**WORK ITEM**
Nothing but an exact copy is wanted: the line with "Where can you spot the police car" and each line after it in the data below, last line included.

(Source records)
+--
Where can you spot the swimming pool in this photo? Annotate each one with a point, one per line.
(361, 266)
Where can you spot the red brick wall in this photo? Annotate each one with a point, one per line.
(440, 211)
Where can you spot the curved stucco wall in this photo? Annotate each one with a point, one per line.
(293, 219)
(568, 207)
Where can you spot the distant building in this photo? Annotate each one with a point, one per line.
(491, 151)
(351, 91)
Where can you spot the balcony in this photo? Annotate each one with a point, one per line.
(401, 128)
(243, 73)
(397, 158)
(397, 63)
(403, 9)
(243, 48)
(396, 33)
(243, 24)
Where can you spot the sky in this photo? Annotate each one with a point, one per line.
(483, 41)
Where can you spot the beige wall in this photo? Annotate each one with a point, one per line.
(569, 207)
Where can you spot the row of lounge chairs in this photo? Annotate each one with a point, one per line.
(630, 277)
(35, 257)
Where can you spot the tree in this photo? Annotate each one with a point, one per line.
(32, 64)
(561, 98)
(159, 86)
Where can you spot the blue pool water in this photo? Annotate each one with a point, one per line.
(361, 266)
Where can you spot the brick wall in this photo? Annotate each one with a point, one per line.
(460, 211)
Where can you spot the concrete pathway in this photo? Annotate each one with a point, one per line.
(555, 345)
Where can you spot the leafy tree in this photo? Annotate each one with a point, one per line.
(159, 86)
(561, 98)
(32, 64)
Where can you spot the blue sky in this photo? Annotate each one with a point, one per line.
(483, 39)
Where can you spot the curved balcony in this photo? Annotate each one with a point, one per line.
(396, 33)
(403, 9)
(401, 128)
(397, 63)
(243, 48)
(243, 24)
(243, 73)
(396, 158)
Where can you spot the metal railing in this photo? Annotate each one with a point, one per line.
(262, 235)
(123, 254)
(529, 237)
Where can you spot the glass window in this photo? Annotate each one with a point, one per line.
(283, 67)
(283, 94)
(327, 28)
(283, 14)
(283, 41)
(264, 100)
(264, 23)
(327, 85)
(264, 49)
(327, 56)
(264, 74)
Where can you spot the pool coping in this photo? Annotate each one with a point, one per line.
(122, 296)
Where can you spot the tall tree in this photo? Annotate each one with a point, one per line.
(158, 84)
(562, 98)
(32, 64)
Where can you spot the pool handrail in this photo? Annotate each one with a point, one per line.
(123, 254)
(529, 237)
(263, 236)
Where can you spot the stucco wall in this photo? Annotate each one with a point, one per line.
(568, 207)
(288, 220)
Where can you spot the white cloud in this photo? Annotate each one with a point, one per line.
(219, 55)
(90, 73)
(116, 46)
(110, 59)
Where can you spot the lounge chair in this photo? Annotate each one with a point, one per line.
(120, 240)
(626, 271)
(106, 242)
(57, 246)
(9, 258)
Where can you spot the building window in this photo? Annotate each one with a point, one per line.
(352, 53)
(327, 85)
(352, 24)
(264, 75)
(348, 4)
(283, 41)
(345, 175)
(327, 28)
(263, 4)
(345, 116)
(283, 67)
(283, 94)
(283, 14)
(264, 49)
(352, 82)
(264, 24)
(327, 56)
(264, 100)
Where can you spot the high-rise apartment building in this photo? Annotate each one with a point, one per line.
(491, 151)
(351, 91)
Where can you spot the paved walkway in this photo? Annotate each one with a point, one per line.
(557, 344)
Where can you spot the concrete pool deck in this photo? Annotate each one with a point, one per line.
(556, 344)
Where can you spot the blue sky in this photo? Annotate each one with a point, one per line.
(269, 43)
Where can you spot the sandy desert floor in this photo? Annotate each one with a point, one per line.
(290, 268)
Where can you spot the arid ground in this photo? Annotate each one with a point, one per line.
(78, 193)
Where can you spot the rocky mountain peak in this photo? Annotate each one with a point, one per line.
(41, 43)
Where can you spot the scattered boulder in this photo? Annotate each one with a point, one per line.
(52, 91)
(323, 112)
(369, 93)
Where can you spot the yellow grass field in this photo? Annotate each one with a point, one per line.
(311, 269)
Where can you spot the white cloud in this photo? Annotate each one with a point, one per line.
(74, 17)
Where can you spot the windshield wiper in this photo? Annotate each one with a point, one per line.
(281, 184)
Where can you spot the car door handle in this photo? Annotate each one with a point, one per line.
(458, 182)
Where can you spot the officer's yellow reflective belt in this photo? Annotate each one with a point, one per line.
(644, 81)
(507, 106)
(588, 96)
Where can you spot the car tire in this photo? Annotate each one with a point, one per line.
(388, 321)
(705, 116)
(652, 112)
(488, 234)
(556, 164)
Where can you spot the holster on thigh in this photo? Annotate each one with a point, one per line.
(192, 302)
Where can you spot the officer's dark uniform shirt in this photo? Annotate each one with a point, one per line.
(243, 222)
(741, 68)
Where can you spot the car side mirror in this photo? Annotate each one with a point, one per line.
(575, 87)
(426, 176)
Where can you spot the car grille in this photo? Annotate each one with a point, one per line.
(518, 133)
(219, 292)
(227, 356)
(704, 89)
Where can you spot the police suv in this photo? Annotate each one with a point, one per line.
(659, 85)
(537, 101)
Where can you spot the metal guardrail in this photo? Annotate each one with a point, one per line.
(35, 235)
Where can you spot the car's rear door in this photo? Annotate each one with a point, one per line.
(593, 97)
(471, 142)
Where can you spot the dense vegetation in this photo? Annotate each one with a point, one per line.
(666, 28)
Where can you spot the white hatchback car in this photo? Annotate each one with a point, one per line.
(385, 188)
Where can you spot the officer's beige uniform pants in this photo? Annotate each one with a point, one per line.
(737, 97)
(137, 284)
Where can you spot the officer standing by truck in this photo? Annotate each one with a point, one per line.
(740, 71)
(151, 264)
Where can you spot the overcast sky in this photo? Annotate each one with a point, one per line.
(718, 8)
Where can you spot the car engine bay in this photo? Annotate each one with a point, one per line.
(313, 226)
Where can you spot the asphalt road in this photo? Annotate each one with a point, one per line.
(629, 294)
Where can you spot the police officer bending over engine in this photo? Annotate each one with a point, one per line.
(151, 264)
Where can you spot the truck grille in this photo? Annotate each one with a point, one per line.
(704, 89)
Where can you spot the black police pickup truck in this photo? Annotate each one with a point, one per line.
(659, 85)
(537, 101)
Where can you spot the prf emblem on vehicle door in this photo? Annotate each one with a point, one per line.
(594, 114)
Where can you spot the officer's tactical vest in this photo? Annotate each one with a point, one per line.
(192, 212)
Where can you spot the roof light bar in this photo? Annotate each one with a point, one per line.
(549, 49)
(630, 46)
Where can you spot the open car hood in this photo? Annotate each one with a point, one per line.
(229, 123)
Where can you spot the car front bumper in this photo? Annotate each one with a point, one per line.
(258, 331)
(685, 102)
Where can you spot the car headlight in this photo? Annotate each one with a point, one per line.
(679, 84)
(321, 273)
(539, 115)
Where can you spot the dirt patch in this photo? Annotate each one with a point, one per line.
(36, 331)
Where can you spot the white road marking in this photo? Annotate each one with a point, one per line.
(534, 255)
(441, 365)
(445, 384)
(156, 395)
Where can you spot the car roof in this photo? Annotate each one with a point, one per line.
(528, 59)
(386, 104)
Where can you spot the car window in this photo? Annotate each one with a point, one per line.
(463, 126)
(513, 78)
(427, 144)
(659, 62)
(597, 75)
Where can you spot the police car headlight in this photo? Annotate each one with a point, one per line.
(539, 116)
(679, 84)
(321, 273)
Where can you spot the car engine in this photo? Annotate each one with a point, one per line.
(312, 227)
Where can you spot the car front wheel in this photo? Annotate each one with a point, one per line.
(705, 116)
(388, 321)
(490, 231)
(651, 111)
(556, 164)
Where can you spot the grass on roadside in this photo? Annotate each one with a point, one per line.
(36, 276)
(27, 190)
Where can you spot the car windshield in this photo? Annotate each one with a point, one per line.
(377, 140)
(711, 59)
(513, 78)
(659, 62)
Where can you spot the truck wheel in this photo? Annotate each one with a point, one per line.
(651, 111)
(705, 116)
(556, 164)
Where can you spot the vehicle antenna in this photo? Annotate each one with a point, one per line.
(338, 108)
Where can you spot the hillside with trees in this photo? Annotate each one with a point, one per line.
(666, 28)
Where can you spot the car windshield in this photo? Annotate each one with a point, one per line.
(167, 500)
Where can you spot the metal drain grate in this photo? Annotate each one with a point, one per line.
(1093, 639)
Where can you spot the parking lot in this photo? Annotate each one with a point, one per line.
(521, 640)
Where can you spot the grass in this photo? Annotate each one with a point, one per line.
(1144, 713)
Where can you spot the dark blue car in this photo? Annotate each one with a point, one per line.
+--
**RESPONSE FOR THIS EXERCISE**
Where can you spot the police car headlight in this photo? Annotate each one with a point, one per line.
(539, 116)
(679, 84)
(321, 273)
Where can you spot the car engine in this photo? Annotate each one with a point, one per line.
(312, 227)
Where can you spot the car front wheel in this photo? Annotate each one with a point, one per line.
(705, 116)
(388, 321)
(490, 231)
(651, 111)
(556, 164)
Where can you spot the grass on roadside in this photo? Annotate each one with a point, one per line.
(36, 276)
(27, 190)
Where can you spot the car windshield in this photo? Annotate each one with a point, one per line.
(377, 140)
(711, 59)
(513, 78)
(659, 62)
Where can you spot the truck wheel in this photo? Annotate each one with a point, one per line.
(651, 111)
(705, 116)
(556, 164)
Where can you spot the vehicle antenna in this photo? Annotate each one with a point, one per line.
(338, 108)
Where can you spot the hillside with trees in this photo? Annotate each one with a point, one per line.
(666, 28)
Where can you spot the car windshield in this photo? Annotate each one with a point, one per line.
(167, 500)
Where can you spot the metal drain grate in this photo? Annotate each one with a point, one per line.
(1093, 639)
Where can you spot the parking lot in this photo? Annotate each one with a point, one per line.
(521, 640)
Where can you spot the grass in this photo? Annotate each one with a point, one per line.
(1144, 713)
Where can you spot the dark blue car in this photo? Annotate each one with a point, one per line.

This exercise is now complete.